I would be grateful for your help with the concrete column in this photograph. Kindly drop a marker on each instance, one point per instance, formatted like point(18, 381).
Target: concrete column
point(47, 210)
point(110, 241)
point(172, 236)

#### PROBLEM DETAILS:
Reproduce every one of the items above verbatim, keeping each line unchanged.

#### CORRECT RESULT:
I would be grateful for your help with the concrete column in this photograph. Kindly drop a marker on each instance, one point per instance, formatted like point(18, 381).
Target: concrete column
point(47, 210)
point(110, 241)
point(172, 236)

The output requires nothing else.